• SOURCE TEXT
>>>
NVML_SUCCESS == r INTERNAL ASSERT FAILED at "../c10/cuda/CUDACachingAllocator.cpp":838, please report a bug to PyTorch.
Sorry for the repetitiveness.
I'm reporting an unusual error.
By the way, the error itself has been there since before the last PR, so that fix should not be the culprit.
It is working in someone else's space, so I hope it is simply lack of VRAM...
I can't decide whether it's a problem with my code, a conflict with some library, a version-dependent error in HF's library or pytorch, one of the bugs that are happening across the HF site, or a model error that occurs under certain conditions.
Note that normal inference and various other processes by FluxPipeline are executed without error, and errors occur only when the inference part of the code block below is reached.
Error Log
NVML_SUCCESS == r INTERNAL ASSERT FAILED at "../c10/cuda/CUDACachingAllocator.cpp":838, please report a bug to PyTorch.
Traceback (most recent call last):
File "/home/user/app/app.py", line 142, in generate_image
image = pipe(
File "/usr/local/lib/python3.10/site-packages/torch/utils/_contextlib.py", line 116, in decorate_context
return func(*args, **kwargs)
File "/usr/local/lib/python3.10/site-packages/diffusers/pipelines/flux/pipeline_flux_controlnet.py", line 711, in __call__
) = self.encode_prompt(
File "/usr/local/lib/python3.10/site-packages/diffusers/pipelines/flux/pipeline_flux_controlnet.py", line 370, in encode_prompt
prompt_embeds = self._get_t5_prompt_embeds(
File "/usr/local/lib/python3.10/site-packages/diffusers/pipelines/flux/pipeline_flux_controlnet.py", line 256, in _get_t5_prompt_embeds
prompt_embeds = self.text_encoder_2(text_input_ids.to(device), output_hidden_states=False)[0]
File "/usr/local/lib/python3.10/site-packages/torch/nn/modules/module.py", line 1553, in _wrapped_call_impl
return self._call_impl(*args, **kwargs)
File "/usr/local/lib/python3.10/site-packages/torch/nn/modules/module.py", line 1562, in _call_impl
return forward_call(*args, **kwargs)
File "/usr/local/lib/python3.10/site-packages/transformers/models/t5/modeling_t5.py", line 1971, in forward
encoder_outputs = self.encoder(
File "/usr/local/lib/python3.10/site-packages/torch/nn/modules/module.py", line 1553, in _wrapped_call_impl
return self._call_impl(*args, **kwargs)
File "/usr/local/lib/python3.10/site-packages/torch/nn/modules/module.py", line 1562, in _call_impl
return forward_call(*args, **kwargs)
<<<
• GOALS
A – In the PyTorch error report, at which file and line does the internal assert fail?
B – Using the PyTorch error report, explain why the poster rules out the last PR as the cause of the error.
C – Carry on the PyTorch error report from the point at which it stops.

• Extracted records
>>>
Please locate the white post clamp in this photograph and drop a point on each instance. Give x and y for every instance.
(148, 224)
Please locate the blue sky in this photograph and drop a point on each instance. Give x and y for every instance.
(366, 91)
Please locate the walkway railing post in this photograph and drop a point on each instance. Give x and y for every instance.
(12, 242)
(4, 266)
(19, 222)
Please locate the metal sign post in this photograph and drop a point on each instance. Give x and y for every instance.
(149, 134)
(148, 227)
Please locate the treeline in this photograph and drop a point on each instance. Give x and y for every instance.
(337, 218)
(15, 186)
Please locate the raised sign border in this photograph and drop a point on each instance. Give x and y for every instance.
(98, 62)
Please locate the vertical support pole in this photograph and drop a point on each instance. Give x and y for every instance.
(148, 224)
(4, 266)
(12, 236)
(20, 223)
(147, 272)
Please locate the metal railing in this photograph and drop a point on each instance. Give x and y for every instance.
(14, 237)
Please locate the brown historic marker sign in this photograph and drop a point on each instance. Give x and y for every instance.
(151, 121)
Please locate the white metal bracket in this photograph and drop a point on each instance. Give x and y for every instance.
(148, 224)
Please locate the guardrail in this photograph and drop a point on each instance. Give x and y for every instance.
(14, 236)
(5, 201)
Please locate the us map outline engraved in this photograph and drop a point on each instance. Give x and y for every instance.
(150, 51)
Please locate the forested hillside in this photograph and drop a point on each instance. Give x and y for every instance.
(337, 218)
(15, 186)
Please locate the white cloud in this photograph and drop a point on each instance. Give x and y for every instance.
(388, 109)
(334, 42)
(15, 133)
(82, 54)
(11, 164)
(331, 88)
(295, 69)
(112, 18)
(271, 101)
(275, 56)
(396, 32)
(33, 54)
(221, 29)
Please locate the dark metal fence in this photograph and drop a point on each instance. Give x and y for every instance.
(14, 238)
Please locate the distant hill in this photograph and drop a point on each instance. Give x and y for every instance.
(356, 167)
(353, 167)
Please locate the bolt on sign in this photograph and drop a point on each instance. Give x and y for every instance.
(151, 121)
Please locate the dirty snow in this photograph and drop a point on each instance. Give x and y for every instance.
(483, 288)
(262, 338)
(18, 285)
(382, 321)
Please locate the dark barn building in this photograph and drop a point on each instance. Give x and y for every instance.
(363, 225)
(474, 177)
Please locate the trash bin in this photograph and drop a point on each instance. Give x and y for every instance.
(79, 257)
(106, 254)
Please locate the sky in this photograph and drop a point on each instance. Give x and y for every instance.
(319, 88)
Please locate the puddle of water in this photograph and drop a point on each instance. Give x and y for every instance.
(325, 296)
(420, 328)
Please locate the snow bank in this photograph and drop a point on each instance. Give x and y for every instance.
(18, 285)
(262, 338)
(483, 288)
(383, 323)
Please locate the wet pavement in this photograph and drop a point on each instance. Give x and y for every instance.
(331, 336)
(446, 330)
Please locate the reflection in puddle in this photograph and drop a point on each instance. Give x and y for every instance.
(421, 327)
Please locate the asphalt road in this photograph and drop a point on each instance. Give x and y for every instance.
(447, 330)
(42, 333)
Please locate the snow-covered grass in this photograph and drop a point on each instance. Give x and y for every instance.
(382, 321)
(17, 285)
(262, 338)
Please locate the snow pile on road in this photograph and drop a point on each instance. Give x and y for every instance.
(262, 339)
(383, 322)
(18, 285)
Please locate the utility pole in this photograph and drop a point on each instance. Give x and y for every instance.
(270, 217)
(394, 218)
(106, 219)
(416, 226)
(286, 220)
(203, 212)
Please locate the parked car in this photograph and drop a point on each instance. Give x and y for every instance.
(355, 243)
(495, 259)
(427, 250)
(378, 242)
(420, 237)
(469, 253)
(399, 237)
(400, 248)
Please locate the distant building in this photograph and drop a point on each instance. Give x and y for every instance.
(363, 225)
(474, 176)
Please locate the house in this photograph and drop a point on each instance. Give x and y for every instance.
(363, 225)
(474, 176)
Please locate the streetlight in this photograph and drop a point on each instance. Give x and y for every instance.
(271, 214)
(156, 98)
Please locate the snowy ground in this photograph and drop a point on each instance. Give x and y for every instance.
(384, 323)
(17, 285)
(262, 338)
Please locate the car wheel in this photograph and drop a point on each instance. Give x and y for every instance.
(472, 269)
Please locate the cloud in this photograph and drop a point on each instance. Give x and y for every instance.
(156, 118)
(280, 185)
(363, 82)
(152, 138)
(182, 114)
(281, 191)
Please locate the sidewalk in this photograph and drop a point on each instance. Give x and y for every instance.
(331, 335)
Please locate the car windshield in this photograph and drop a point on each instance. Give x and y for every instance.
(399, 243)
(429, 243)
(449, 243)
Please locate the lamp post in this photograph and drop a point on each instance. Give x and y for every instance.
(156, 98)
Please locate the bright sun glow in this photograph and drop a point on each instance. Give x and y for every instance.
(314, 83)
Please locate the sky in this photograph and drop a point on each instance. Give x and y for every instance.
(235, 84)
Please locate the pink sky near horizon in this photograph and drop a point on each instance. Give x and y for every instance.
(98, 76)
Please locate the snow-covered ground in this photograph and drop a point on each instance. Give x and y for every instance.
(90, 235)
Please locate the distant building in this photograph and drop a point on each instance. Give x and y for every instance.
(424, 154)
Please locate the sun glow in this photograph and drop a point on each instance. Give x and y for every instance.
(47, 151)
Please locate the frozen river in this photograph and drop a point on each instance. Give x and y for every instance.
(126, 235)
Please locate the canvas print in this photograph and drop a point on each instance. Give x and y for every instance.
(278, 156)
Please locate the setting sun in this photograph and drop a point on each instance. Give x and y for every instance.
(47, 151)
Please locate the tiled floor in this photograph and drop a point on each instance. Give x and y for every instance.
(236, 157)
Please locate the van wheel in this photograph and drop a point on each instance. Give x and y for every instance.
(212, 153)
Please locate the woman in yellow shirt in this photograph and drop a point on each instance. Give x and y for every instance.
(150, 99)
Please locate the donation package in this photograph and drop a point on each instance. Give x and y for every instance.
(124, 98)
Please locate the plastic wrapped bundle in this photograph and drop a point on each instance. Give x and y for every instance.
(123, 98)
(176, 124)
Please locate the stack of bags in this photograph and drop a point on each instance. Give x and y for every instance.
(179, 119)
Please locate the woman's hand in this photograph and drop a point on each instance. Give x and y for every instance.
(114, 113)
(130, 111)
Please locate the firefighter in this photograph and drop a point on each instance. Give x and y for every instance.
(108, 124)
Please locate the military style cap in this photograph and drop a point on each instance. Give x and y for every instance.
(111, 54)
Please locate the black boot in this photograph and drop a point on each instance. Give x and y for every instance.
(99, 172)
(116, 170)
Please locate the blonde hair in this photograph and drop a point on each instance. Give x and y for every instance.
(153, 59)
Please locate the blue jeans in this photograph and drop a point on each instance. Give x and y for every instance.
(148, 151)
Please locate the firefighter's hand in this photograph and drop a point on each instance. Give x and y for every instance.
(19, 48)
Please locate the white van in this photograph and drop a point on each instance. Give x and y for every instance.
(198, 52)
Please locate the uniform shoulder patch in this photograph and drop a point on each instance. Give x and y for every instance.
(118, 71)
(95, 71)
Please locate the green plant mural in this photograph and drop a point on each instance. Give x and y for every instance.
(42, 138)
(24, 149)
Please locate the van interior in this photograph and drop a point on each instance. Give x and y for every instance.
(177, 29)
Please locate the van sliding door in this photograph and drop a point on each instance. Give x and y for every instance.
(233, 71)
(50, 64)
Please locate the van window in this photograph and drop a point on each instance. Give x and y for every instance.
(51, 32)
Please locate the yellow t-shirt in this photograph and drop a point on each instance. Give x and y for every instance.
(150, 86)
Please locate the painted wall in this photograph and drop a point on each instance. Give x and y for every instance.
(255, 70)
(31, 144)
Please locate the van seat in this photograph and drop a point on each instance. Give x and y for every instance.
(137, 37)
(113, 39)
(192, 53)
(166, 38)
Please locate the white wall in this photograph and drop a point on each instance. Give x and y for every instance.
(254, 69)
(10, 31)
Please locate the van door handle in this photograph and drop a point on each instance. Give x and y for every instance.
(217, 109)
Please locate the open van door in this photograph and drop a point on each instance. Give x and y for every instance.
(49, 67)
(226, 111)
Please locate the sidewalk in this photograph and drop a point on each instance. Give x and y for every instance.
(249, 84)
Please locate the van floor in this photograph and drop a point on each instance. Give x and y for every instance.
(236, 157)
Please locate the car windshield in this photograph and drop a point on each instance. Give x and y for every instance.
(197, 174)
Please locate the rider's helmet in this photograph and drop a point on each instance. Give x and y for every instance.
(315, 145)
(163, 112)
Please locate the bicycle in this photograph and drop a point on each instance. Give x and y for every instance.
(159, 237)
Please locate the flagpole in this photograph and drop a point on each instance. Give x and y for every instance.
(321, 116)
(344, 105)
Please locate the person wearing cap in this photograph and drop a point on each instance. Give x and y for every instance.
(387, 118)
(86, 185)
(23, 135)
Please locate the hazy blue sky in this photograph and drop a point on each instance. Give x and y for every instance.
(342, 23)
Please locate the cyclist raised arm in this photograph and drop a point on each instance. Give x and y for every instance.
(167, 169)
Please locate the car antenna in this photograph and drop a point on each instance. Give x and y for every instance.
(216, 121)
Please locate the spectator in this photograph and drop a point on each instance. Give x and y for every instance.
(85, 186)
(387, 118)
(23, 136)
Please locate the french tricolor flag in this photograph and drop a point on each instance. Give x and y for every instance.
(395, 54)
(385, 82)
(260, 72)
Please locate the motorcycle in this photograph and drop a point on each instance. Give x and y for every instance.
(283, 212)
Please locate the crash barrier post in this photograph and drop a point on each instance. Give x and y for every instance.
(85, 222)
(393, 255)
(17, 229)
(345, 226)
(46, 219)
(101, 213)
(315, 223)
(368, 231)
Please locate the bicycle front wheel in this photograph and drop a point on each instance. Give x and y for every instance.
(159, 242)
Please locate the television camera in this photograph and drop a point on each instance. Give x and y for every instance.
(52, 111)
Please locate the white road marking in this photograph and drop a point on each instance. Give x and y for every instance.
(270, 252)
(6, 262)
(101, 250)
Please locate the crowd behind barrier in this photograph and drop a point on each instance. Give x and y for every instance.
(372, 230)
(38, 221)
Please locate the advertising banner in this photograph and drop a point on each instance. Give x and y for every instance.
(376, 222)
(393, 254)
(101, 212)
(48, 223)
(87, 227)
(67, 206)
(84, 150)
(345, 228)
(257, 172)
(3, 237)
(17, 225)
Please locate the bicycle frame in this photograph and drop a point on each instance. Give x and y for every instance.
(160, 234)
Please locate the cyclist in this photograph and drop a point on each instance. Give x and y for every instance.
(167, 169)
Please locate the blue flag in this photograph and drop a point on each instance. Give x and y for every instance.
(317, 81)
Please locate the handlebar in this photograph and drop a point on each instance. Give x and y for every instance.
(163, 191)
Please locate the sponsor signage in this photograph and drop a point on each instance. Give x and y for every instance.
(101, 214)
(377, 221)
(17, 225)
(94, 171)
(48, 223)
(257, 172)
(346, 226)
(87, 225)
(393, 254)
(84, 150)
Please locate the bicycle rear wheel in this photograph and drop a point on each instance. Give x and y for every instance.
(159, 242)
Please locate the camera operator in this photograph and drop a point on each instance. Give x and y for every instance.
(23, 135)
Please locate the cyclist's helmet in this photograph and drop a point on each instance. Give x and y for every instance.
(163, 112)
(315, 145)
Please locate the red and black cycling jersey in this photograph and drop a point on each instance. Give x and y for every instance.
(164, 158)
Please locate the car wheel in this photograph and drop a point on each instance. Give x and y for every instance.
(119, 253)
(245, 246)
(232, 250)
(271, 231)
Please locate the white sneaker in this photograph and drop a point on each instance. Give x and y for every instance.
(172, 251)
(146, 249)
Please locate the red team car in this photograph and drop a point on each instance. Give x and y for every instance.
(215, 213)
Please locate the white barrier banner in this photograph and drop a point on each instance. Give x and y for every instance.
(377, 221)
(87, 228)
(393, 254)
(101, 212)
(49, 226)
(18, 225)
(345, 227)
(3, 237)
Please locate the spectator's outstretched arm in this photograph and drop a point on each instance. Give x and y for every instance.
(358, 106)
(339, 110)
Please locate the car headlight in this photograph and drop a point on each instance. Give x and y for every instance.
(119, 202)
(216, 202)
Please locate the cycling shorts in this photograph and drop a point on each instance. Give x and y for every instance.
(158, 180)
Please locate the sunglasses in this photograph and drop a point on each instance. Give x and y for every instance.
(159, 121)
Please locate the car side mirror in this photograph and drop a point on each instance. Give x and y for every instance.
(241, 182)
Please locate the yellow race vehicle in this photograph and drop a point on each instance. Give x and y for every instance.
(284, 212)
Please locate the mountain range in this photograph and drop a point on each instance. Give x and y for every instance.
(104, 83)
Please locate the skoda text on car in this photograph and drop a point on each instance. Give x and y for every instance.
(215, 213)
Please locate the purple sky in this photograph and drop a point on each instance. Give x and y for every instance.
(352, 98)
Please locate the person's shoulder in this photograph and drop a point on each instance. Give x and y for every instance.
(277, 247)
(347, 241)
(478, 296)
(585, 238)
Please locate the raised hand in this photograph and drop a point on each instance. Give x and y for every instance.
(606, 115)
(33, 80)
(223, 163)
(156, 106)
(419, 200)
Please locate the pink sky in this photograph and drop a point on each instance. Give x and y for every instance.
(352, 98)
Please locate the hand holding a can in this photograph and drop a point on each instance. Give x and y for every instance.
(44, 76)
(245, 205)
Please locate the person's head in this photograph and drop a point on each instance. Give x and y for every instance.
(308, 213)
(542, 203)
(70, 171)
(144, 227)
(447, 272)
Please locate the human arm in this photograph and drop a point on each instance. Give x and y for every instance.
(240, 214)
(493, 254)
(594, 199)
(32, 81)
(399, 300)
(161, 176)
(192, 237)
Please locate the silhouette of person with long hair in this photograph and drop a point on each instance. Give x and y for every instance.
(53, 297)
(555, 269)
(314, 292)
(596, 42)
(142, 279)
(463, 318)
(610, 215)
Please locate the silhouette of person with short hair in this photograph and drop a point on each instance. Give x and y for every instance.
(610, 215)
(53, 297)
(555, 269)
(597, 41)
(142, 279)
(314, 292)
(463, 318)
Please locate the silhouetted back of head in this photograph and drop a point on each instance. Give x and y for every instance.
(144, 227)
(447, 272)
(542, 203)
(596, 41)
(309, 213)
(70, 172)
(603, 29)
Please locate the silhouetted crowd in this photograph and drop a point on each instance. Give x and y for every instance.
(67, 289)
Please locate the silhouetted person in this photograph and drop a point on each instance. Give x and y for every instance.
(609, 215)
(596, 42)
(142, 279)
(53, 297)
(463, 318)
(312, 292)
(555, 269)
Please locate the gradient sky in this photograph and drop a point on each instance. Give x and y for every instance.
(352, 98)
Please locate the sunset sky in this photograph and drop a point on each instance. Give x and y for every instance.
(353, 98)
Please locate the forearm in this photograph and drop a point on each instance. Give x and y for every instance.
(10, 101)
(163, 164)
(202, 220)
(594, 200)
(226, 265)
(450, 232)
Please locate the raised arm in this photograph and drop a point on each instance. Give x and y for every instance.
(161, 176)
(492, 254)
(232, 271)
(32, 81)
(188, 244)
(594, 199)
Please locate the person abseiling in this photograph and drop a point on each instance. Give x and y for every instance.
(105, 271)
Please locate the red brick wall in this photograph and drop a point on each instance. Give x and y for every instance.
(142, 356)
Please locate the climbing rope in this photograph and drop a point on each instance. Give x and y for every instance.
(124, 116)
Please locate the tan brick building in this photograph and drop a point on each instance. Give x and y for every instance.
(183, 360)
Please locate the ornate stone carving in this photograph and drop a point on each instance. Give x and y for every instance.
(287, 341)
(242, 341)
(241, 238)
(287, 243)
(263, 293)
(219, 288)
<<<
• ANSWERS
A – It fails at "../c10/cuda/CUDACachingAllocator.cpp", line 838.

B – The error was already present before the last PR was made. So the fix in that PR should not be the culprit.

C –
File "/usr/local/lib/python3.10/site-packages/transformers/models/t5/modeling_t5.py", line 1106, in forward
layer_outputs = layer_module(
File "/usr/local/lib/python3.10/site-packages/torch/nn/modules/module.py", line 1553, in _wrapped_call_impl
return self._call_impl(*args, **kwargs)
File "/usr/local/lib/python3.10/site-packages/torch/nn/modules/module.py", line 1562, in _call_impl
return forward_call(*args, **kwargs)
File "/usr/local/lib/python3.10/site-packages/transformers/models/t5/modeling_t5.py", line 686, in forward
self_attention_outputs = self.layer[0](
File "/usr/local/lib/python3.10/site-packages/torch/nn/modules/module.py", line 1553, in _wrapped_call_impl
return self._call_impl(*args, **kwargs)
File "/usr/local/lib/python3.10/site-packages/torch/nn/modules/module.py", line 1562, in _call_impl
return forward_call(*args, **kwargs)
File "/usr/local/lib/python3.10/site-packages/transformers/models/t5/modeling_t5.py", line 593, in forward
attention_output = self.SelfAttention(
File "/usr/local/lib/python3.10/site-packages/torch/nn/modules/module.py", line 1553, in _wrapped_call_impl
return self._call_impl(*args, **kwargs)
File "/usr/local/lib/python3.10/site-packages/torch/nn/modules/module.py", line 1562, in _call_impl
return forward_call(*args, **kwargs)
File "/usr/local/lib/python3.10/site-packages/transformers/models/t5/modeling_t5.py", line 553, in forward
attn_weights = nn.functional.softmax(scores.float(), dim=-1).type_as(
RuntimeError: NVML_SUCCESS == r INTERNAL ASSERT FAILED at "../c10/cuda/CUDACachingAllocator.cpp":838, please report a bug to PyTorch.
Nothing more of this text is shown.